#### GIVEN EXERCISE
Decide whether each statement agrees with the fishing thread below, answering yes or no and quoting the deciding words: 1. The 100 lb turtle was landed. 2. The first catch with live shrimp was a jumbo blue crab. 3. The turtle seen near the trolling motor had a shell about 2 feet long.

# 100 lb turtle in n jetty



## boashna (May 28, 2004)

Sat 07/26/08--used live shrimp at n jetty and first catch was a jumbo blue crab , second cast was a shark and then a 100 lb turtle. while we were wondering what to do with him , he disconnected . 9 sand trout and croaker were caught in 2 hrs from 6 pm till dark during the outgoing tide.


----------



## chickenboy (May 5, 2008)

my apologies, read your title, then looked at pics, thinking i would see pic of the 100lb turtle, i then read the thread fully, sorry for my thought process


----------



## Batboy0068 (Oct 10, 2006)

would have loved to see a pic


----------



## BC (Jun 27, 2008)

croaker? whiting!


----------



## boashna (May 28, 2004)

chickenboy said:


> my apologies, read your title, then looked at pics, thinking i would see pic of the 100lb turtle, i then read the thread fully, sorry for my thought process


you have been coped up too much ... 


by the way do you know why the chicken copes have two doors?



because if they had 4 doors they would be called chicken sedan.


----------



## mastercylinder60 (Dec 18, 2005)

your grass sure is nice and green.


----------



## johnmyjohn (Aug 6, 2006)

nice catch, last month the water was glass and I was trolling next to the rocks on the gulf side close to the end of the n. jetties also and a turtle came up next to my trolling motor. It nearly bumped into it before it looked up at me and took off , the shell was about 2 ft. long, tan colored.


----------



## 007 (Mar 11, 2008)

#### SUPPLIED DATA

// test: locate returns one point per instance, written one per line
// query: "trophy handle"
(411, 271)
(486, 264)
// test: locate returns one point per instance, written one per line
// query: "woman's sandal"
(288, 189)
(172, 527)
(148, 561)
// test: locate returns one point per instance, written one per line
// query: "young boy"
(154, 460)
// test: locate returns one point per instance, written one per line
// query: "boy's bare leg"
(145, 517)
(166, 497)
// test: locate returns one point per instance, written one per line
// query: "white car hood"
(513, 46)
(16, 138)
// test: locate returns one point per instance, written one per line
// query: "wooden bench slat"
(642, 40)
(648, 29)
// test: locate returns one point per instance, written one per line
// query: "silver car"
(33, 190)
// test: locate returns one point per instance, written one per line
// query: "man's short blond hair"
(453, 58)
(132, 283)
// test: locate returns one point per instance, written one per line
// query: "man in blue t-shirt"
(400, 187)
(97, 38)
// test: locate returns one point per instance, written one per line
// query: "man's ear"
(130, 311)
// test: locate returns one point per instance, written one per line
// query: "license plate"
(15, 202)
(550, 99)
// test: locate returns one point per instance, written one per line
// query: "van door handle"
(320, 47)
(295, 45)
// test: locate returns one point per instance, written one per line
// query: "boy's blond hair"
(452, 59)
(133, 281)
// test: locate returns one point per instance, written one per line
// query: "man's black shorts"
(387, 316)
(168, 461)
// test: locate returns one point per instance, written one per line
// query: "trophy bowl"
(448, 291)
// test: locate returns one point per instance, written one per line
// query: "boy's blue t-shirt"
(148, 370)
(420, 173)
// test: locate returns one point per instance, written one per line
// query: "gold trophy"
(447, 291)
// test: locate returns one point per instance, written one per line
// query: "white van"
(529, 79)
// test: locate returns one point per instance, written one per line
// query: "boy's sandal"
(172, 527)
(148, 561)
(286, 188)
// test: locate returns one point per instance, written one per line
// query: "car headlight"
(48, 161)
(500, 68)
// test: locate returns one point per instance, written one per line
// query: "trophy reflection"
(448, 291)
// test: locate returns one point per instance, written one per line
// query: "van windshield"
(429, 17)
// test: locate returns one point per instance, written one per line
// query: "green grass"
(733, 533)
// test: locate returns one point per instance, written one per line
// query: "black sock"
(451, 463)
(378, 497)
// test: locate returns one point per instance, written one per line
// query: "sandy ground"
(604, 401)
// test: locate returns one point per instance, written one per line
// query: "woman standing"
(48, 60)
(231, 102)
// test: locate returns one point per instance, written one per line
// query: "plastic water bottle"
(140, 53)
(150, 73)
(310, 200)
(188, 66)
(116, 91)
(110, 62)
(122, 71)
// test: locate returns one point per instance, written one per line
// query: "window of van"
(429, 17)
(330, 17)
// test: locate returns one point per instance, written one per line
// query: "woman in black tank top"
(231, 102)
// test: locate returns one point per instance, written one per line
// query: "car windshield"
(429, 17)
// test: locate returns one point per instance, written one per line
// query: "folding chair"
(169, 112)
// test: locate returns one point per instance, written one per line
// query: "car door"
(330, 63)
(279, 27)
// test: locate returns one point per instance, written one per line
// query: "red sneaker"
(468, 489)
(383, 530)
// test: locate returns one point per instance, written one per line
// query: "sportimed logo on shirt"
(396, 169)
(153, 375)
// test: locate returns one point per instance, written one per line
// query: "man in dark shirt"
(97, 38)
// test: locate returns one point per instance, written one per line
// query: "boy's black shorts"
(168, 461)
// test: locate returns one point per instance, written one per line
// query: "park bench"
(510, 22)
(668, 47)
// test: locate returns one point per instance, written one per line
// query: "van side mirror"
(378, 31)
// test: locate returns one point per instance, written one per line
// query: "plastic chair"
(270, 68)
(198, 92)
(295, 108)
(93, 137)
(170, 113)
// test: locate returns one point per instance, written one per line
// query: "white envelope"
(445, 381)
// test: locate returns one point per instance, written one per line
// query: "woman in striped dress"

#### EXERCISE RESPONSE
1. No: "while we were wondering what to do with him , he disconnected"
2. Yes: "first catch was a jumbo blue crab"
3. Yes: "the shell was about 2 ft. long, tan colored"